#### TEXT EXCERPT:
Dealing with server errors / proxies


#1

Suppose I want to crawl example.com and their server responds with a 4xx or 5xx status code (ex: 403 restricted). From my tests, it appears the apify crawler will not recognize that the page load has failed and incorrectly set willLoad as true in the request object.

This brings me to several questions:

  1. Am I understanding this correctly? Apify crawler needs a timeout to retry a page load?
  2. I expect I will want to update the intercept request function to set willLoad to false when the server response is a 4xx or 5xx error. is that right?
  3. I would like to keep trying to load a page (ex: n tries) until it gives me a 200 response. It would be best if I could set apify to slow it’s throttle each time there is an error so that we don’t hammer the server. Is there a setting/feature for this or do i have to build it?
  4. I would like to retire a proxy (at least temporarily) if a server responds with an error code (especially 4xx errors). is there a setting for this or do i have to build it?

Apologies if this is explained elsewhere; I’ve been looking through docs and forum and library without finding this topic.


Inconsistent results
#2

Hi Jonathan,

crawler retries the request in a case of network error (dns problem, timeout, etc.). In a case of 4xx or 5xx the pageFunction gets executed as usual but you can implement retry your side:

  • Check if context.request.responseStatus >= 400
  • If so then enqueue the page using uniqueKey with number of retries (here is 3 for example)
context.enqueuePage({
   url: context.request.url,
   uniqueKey: context.request.url + ?retry=3
});
  • Number of errors will be stored in retry parameter in uniqueKey so you can limit number of retries

Does this work for your usecase?
Let me know if you have any questions.

Marek


#3

this at least put me in the right direction for dealing with 403 errors and similar. it would be nice if this was just built into the crawler, but here is a default page function that resolves this:

function pageFunction(context) {
    if(isUnacceptableResponseStatus()){
        return;
    }
    var $ = context.jQuery;
    var results = [];
    // your code here
    return results;
    
    function isUnacceptableResponseStatus(){
        if(context.request.responseStatus != 200){ //may want to change to >= 400 to allow redirects
        	retries = getRetriesCount();
        	if (retries >= 10) {
        	    // Log error so we know that page failed.
        		throw new Error('Gave up on this page after 10 retries!');
        	}else{
        		context.enqueuePage({
	                url: context.request.url,
	                uniqueKey: context.request.url + '#retry=' + retries
	            }); //uniqueKey required to re-load same url
        	}
            return true;
        }
        return false;
    }

    function getRetriesCount(){
    	if (context.request.uniqueKey.indexOf('#retry=') > 0) {
    		retries = parseInt(context.request.uniqueKey.split('#retry=').pop())+1;
    	} else{
    		retries = 1;
    	}
    	return retries;
    }
}

#4

There were some bugs in this code. I improved it in other tread.

#### WORK INSTRUCTIONS:
1) Answer these questions about the forum thread, one line each:
(a) In post #2, for which kind of error does the crawler retry the request on its own?
(b) In the page function in post #3, after how many retries does it throw an error and give up?
(c) What does post #4 say about that code?
2) Transcribe the part of the forum thread that begins at the words "crawler retries the" and ends after "have any questions.".
3) Summarize the forum thread in two sentences.

#### GIVEN INFORMATION:
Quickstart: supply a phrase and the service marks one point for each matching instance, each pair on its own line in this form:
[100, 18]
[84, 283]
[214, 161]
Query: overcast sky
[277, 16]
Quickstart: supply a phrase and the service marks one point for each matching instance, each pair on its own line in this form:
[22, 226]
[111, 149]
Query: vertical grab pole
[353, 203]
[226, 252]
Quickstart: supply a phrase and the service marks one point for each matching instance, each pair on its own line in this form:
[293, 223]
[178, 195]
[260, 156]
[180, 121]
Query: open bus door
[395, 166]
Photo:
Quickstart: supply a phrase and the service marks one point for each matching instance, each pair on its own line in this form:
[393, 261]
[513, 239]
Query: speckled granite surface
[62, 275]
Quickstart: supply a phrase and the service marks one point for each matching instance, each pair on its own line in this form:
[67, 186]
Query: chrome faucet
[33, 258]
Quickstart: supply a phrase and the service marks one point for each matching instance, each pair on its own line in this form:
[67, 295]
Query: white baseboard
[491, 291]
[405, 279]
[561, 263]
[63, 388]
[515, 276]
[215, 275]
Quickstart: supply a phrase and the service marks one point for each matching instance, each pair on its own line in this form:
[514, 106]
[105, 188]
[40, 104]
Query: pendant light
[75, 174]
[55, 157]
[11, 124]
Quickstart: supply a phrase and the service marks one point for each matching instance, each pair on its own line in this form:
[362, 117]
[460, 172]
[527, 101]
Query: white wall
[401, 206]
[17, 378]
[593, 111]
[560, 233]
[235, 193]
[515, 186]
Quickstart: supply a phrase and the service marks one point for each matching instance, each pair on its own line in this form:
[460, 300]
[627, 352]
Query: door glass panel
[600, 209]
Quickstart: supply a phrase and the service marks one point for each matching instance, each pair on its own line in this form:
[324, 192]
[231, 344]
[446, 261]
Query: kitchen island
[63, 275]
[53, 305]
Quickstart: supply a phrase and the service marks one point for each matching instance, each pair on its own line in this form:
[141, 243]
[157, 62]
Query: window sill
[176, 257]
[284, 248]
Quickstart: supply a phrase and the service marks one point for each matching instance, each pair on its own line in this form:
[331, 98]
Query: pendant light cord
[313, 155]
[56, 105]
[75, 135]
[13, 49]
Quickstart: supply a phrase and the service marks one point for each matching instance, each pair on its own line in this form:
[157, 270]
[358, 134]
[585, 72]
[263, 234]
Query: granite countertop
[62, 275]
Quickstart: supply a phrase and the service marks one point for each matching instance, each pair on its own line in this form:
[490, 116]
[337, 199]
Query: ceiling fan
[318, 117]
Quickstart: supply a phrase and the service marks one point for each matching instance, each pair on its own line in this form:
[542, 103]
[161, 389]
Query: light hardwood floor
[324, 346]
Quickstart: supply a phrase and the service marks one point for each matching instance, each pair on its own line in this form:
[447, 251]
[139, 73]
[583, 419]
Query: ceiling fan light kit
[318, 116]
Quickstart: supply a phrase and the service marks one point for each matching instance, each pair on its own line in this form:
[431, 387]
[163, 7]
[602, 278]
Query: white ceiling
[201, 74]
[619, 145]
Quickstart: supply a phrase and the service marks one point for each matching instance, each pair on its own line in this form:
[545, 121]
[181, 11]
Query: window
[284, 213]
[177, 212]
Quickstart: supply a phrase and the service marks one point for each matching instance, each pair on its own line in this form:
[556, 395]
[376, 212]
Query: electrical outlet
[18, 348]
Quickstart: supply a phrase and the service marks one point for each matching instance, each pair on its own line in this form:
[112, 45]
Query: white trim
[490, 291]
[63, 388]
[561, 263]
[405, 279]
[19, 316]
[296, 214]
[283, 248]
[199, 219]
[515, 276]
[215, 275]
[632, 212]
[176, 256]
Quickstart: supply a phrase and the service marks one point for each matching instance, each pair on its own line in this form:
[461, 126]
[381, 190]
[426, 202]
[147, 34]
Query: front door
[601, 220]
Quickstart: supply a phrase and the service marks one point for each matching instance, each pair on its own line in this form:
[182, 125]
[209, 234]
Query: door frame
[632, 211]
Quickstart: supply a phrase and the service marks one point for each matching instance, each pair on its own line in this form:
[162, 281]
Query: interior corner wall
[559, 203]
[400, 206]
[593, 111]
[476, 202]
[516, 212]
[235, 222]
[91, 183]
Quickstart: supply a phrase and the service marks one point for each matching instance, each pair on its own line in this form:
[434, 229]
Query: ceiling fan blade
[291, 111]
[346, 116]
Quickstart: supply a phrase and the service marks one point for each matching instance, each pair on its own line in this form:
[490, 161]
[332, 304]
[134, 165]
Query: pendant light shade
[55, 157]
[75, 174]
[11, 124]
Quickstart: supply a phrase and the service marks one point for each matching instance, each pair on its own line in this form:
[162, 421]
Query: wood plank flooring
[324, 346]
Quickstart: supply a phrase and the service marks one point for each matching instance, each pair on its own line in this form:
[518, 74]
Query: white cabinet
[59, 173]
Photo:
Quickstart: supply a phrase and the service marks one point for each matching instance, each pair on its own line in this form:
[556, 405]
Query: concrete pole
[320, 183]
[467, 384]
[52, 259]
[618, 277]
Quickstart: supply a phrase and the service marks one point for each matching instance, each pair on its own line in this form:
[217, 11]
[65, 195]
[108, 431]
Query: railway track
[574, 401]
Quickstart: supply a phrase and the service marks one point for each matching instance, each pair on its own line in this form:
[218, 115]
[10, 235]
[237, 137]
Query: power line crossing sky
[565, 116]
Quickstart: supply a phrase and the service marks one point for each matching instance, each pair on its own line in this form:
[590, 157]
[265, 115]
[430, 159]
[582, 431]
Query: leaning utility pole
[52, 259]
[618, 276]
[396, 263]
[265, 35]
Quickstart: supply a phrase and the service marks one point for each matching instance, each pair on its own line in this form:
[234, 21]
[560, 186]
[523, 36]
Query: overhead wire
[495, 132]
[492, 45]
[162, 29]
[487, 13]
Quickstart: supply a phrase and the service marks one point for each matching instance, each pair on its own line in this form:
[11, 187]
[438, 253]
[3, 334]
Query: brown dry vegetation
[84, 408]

#### ANSWERS TO THE TASKS:
1)
(a) A network error, such as a DNS problem or a timeout.
(b) After 10 retries.
(c) It had some bugs, and the poster improved it in another thread.

2)
crawler retries the request in a case of network error (dns problem, timeout, etc.). In a case of 4xx or 5xx the pageFunction gets executed as usual but you can implement retry your side:

  • Check if context.request.responseStatus >= 400
  • If so then enqueue the page using uniqueKey with number of retries (here is 3 for example)
context.enqueuePage({
   url: context.request.url,
   uniqueKey: context.request.url + ?retry=3
});
  • Number of errors will be stored in retry parameter in uniqueKey so you can limit number of retries

Does this work for your usecase?
Let me know if you have any questions.

3) The first post says that when a server returns a 4xx or 5xx status, the Apify crawler does not recognize that the page load failed, and asks about retrying, slowing the throttle, and retiring proxies. A reply explains that the crawler retries only on network errors and suggests checking the response status and re-enqueuing the page with a uniqueKey that counts retries, and a later post gives a page function that does this and gives up after 10 retries.